> **Job**: Retype each line of the material exactly, please, skipping any picture in it.

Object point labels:
------

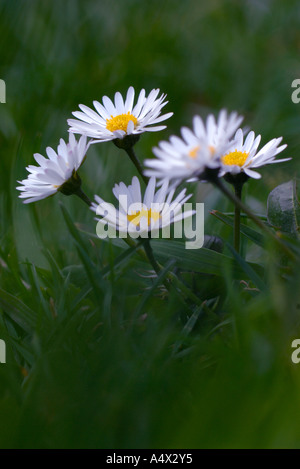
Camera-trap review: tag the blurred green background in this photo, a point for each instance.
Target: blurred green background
(87, 372)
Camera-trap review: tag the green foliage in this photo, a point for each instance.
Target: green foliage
(100, 353)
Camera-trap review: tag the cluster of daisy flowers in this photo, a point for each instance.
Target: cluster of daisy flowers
(212, 149)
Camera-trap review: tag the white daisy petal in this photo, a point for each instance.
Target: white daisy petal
(242, 155)
(198, 149)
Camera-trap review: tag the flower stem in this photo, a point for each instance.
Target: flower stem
(83, 196)
(238, 203)
(131, 153)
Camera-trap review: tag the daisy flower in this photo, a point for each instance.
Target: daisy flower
(243, 157)
(121, 118)
(138, 215)
(188, 157)
(55, 173)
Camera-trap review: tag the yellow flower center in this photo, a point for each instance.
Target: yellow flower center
(120, 122)
(135, 218)
(235, 157)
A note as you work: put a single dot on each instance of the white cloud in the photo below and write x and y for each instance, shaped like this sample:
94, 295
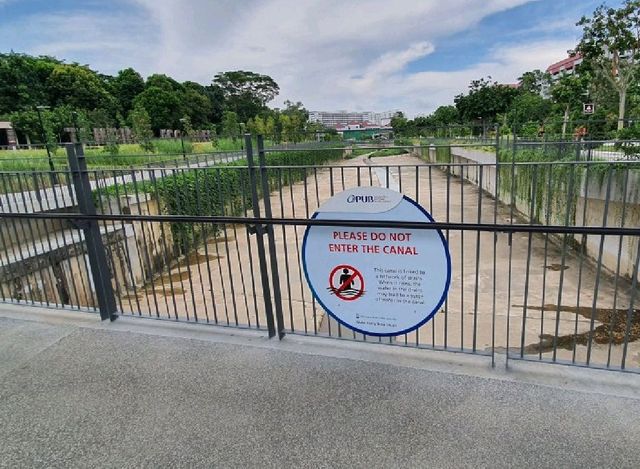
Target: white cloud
330, 54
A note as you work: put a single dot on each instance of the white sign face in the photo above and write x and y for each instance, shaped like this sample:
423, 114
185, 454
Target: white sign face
377, 281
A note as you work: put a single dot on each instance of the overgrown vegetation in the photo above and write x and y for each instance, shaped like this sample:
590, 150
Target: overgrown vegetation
219, 190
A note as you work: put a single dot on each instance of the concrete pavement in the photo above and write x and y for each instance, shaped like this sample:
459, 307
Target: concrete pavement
75, 392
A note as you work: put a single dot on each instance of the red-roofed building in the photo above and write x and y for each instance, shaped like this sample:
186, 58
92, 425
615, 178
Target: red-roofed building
565, 66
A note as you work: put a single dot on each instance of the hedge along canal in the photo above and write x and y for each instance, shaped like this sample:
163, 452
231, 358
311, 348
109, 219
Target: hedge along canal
212, 191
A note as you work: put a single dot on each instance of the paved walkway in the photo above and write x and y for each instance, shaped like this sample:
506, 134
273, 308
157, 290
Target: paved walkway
75, 392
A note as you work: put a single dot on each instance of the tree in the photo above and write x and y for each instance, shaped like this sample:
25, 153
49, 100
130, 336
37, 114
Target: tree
246, 93
23, 81
445, 115
528, 108
160, 80
611, 44
78, 87
125, 87
400, 124
141, 128
163, 106
230, 125
485, 100
28, 123
569, 92
197, 104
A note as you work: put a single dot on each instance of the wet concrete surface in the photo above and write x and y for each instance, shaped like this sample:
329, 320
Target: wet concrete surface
80, 393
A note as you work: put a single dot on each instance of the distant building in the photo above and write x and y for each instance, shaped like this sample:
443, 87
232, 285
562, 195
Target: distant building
8, 136
559, 69
334, 119
363, 130
564, 67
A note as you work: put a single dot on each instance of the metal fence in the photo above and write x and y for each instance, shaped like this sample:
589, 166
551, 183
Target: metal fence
545, 254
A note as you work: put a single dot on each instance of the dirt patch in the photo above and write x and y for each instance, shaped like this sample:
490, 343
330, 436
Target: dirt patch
618, 326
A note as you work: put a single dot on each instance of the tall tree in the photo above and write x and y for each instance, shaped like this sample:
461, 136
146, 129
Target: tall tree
246, 93
485, 100
534, 81
230, 125
568, 92
164, 107
23, 81
141, 127
126, 85
80, 88
611, 43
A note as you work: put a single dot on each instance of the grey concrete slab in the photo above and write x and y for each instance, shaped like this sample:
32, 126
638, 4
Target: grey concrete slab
115, 398
21, 340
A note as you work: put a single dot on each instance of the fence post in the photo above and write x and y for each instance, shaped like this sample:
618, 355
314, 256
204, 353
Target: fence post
275, 277
95, 248
259, 231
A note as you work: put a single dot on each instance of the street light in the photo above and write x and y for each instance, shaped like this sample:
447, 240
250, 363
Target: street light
54, 178
241, 134
184, 154
74, 116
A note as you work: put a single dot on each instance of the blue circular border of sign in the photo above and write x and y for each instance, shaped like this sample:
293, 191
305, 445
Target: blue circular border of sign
392, 334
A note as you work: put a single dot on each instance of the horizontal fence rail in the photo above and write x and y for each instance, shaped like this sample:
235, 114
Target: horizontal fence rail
544, 253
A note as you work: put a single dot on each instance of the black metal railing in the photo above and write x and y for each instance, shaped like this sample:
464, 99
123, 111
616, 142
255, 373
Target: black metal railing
544, 253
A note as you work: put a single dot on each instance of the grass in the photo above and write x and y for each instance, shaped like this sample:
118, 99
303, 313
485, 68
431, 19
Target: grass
389, 152
100, 157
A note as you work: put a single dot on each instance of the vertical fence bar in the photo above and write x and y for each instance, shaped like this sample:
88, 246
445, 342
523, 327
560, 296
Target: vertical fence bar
95, 247
260, 231
275, 276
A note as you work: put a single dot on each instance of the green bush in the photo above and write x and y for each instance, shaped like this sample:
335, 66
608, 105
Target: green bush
221, 190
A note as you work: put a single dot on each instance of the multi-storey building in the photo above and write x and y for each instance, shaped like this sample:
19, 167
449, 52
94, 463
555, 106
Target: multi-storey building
338, 118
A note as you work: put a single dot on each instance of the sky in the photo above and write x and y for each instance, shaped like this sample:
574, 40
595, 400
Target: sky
409, 55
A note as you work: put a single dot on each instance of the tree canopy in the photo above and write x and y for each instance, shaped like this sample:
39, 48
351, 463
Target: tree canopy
71, 92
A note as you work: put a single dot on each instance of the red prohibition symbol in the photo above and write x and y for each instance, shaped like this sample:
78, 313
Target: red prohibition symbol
346, 282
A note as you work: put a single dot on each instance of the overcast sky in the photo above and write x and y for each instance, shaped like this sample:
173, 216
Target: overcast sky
412, 55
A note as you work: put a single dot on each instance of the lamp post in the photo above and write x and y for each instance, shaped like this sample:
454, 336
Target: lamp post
184, 153
54, 177
74, 116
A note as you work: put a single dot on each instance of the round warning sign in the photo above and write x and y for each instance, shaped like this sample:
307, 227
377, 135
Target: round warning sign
377, 281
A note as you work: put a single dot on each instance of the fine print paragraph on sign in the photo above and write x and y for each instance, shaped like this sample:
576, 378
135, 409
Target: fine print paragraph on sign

------

> **The solution**:
Camera-trap review: tag the blurred green background in this photo, a point for each instance.
Target: blurred green background
(87, 372)
Camera-trap review: tag the green foliage in this photo, a point for each instance.
Target: green foliage
(100, 353)
Camera-trap review: tag the cluster of daisy flowers in this photo, a point for each instance.
Target: cluster of daisy flowers
(212, 149)
Camera-trap review: tag the white daisy petal in this photo, a point for each instance.
Target: white daisy petal
(242, 155)
(198, 149)
Camera-trap review: tag the flower stem in this photo, a point for each instance.
Target: flower stem
(83, 196)
(238, 203)
(131, 153)
Camera-trap review: tag the daisy flower in this photo, a point for each instance.
Target: daisy flower
(243, 157)
(121, 118)
(138, 215)
(188, 157)
(55, 173)
Camera-trap review: tag the yellow flower center in this photo, a point for each instance.
Target: yellow flower center
(120, 122)
(135, 218)
(235, 157)
A note as you work: put a single dot on each instance of the white cloud in the photo below and write x and y for each instance, shaped like this sample:
94, 295
Target: white cloud
330, 54
A note as you work: put a single dot on each instance of the white sign face in the photo above and write x and y for each instance, shaped like this sample:
423, 114
185, 454
Target: white sign face
377, 281
A note as you work: put a single dot on each instance of the overgrown vegetation in the photo above and write x and y for each instance, shaped like this sample:
590, 150
Target: overgrown vegetation
219, 190
A note as you work: put a single dot on each instance of the concrete pavement in the photo above and write x and y for each instance, shaped like this sample:
459, 307
Target: concrete pavement
75, 392
A note as you work: put a single dot on each instance of the red-roofed building in the photo above and write x and y for each instance, shaped like this sample:
186, 58
92, 425
615, 178
Target: red-roofed building
565, 66
A note as you work: put a single dot on each instance of the hedge along canal in the photo above and write x and y for each instance, shaped like this sample:
163, 452
231, 358
311, 348
109, 219
Target: hedge along canal
212, 191
A note as you work: put a single dot on each instance of the paved walkway in the photo above and write x and y for each instance, shaped like this sample:
506, 134
273, 308
157, 290
Target: paved walkway
75, 392
A note as you work: put a single dot on each instance of the tree in the photo above and write x and y for each instance, shaped like this sample:
25, 153
49, 100
130, 336
37, 114
Target: tree
246, 93
23, 81
445, 115
528, 108
160, 80
611, 44
78, 87
125, 87
400, 124
141, 128
163, 106
230, 125
485, 100
28, 123
569, 92
197, 104
A note as you work: put a single dot on each instance of the wet concrete surface in the photo above and write x and y for each instance, shaped like this sample:
329, 320
Target: wet concrete surface
80, 393
A note as you work: put a single dot on each instance of the distant building in the photo above and write x and y for each instance, shaped like this sample:
443, 87
232, 285
562, 195
Target: distant building
8, 136
559, 69
334, 119
363, 130
564, 67
A note as you work: put a single dot on each instance of the metal fence in the photo above and write x and y for each instance, shaped like this sample:
589, 166
551, 183
Target: metal fence
545, 254
A note as you work: put a single dot on each instance of the dirt patch in the photo above and write x and y for each instance, shaped like this sample:
490, 343
330, 436
Target: dirt patch
618, 326
A note as you work: put a single dot on each instance of the tall tree in the photo above and write x and y for each instance, shaped like this sample:
461, 136
146, 129
Target: tall tree
246, 93
485, 100
534, 81
230, 125
568, 92
164, 107
23, 81
141, 127
126, 85
80, 88
611, 43
A note as you work: put a single dot on each instance of the grey concrete slab in the photo above and write x and y for each instance, shaped like this sample:
32, 126
638, 4
Target: grey concrete slab
115, 398
21, 340
A note as you work: put a single dot on each instance of the fence post in the photo above and write x and y for each instance, shaped like this sample:
618, 355
314, 256
204, 353
Target: fence post
275, 277
95, 248
259, 231
A note as you work: put a single dot on each instance of the street light in the photo above and write x and y for each instance, shaped like this sample:
447, 240
250, 363
Target: street light
54, 178
241, 134
184, 154
74, 116
A note as you work: put a single dot on each instance of the blue circular border of sign in the photo above and write x and y for each instance, shaped like this sample:
293, 191
305, 445
Target: blue circular border of sign
392, 334
A note as you work: put a single dot on each instance of the horizontal fence rail in the photo above and write x and y for each instance, shaped like this sample:
235, 114
Target: horizontal fence rail
544, 253
A note as you work: put a single dot on each instance of the black metal railing in the photo above and write x and y for each instance, shaped like this sample:
464, 99
123, 111
616, 142
255, 373
Target: black metal railing
544, 253
A note as you work: put a single dot on each instance of the grass in the photo above and write x and y for each instance, shaped like this sample:
118, 99
303, 313
485, 68
431, 19
Target: grass
389, 152
100, 157
A note as you work: put a single dot on each instance of the vertical fence bar in the photo above and write x and y for each instance, shaped like this sample:
88, 246
445, 342
523, 327
560, 296
Target: vertical fence bar
95, 247
260, 231
275, 276
A note as you work: put a single dot on each instance of the green bush in the photo above and write x and y for each instance, shaped like this sample:
335, 66
608, 105
Target: green bush
221, 190
A note as you work: put a single dot on each instance of the multi-storey building in the photo above and write x and y for each instance, shaped like this sample:
19, 167
449, 52
94, 463
555, 106
Target: multi-storey building
338, 118
A note as you work: put a single dot on each instance of the sky in the photo above and write x and y for each instance, shaped like this sample:
574, 40
595, 400
Target: sky
409, 55
A note as you work: put a single dot on each instance of the tree canopy in the photo above and write x and y for each instance, shaped like this sample:
39, 48
351, 463
Target: tree canopy
71, 92
A note as you work: put a single dot on each instance of the red prohibition symbol in the photo above and write x and y for each instance, shaped like this sample:
78, 313
Target: red prohibition symbol
346, 282
A note as you work: put a single dot on each instance of the overcast sky in the photo above and write x and y for each instance, shaped like this sample:
173, 216
Target: overcast sky
412, 55
A note as you work: put a single dot on each instance of the lamp post in the photo above and write x and y for each instance, shaped like this sample:
454, 336
Target: lamp post
184, 153
54, 177
74, 116
A note as you work: put a single dot on each instance of the round warning sign in the photo above and write x and y for each instance, shaped like this sample:
307, 227
377, 135
Target: round warning sign
377, 281
A note as you work: put a single dot on each instance of the fine print paragraph on sign in the photo above and write x and y for each instance, shaped like this sample:
576, 378
135, 409
Target: fine print paragraph on sign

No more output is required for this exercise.